━━━ INPUT MATERIAL ━━━

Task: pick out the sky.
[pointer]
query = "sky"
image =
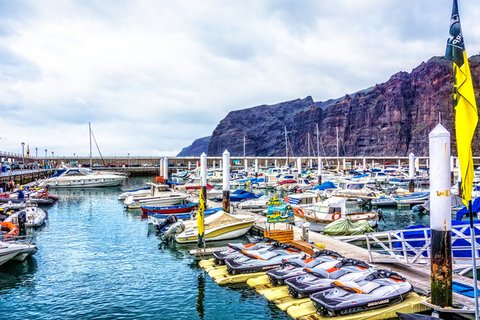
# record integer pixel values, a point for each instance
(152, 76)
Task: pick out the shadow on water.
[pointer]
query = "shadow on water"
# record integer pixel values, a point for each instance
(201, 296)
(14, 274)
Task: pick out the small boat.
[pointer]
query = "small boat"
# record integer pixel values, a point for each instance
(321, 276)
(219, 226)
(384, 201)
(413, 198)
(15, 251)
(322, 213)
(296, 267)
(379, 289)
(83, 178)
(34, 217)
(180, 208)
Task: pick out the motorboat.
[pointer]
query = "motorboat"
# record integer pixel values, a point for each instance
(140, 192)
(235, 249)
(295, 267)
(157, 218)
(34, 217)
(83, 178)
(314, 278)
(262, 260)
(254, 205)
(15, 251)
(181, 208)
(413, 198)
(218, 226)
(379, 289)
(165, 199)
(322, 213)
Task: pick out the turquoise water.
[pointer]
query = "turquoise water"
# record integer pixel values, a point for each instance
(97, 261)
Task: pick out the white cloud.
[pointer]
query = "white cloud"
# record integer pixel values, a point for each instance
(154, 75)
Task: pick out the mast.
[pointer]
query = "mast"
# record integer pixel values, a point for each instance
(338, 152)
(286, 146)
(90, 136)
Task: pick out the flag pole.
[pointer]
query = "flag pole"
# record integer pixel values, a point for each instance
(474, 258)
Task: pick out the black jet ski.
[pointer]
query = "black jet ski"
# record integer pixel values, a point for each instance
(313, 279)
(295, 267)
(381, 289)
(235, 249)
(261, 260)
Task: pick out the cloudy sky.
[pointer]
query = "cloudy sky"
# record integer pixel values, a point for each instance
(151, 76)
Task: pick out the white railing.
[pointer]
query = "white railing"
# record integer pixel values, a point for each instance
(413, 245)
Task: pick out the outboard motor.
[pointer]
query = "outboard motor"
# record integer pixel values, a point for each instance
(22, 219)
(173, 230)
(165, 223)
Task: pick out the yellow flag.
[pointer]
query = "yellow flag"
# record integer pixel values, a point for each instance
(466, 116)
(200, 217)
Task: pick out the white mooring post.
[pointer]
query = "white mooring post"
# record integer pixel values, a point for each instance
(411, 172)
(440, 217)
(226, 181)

━━━
━━━ INPUT MATERIAL ━━━

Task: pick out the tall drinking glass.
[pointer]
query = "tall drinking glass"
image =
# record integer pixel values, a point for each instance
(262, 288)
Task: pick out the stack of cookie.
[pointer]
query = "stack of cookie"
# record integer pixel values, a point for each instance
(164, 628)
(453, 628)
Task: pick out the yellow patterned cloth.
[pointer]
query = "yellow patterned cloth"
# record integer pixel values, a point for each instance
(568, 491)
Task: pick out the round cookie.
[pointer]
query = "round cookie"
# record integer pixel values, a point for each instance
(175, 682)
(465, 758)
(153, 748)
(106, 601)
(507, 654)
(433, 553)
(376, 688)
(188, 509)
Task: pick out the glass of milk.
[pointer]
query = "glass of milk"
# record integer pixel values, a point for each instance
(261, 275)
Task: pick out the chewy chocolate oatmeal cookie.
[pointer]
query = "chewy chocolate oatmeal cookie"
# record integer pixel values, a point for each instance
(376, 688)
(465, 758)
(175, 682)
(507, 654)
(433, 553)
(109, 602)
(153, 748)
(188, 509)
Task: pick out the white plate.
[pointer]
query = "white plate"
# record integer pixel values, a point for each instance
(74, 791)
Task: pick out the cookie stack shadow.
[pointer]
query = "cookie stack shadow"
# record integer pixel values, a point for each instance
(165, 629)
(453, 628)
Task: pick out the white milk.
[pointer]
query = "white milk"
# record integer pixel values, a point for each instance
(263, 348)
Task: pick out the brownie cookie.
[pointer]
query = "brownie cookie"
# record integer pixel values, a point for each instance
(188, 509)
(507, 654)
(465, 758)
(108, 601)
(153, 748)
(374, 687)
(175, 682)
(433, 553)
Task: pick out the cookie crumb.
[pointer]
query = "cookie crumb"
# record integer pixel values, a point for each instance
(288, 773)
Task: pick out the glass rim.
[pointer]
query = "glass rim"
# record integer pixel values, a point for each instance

━━━

● YOUR GOAL: The answer must be every line of the records that holds the string "chocolate".

● ANSWER TO THIS EXERCISE:
Task: pick out the chewy chocolate oatmeal cookie.
query = "chewy chocolate oatmeal cookie"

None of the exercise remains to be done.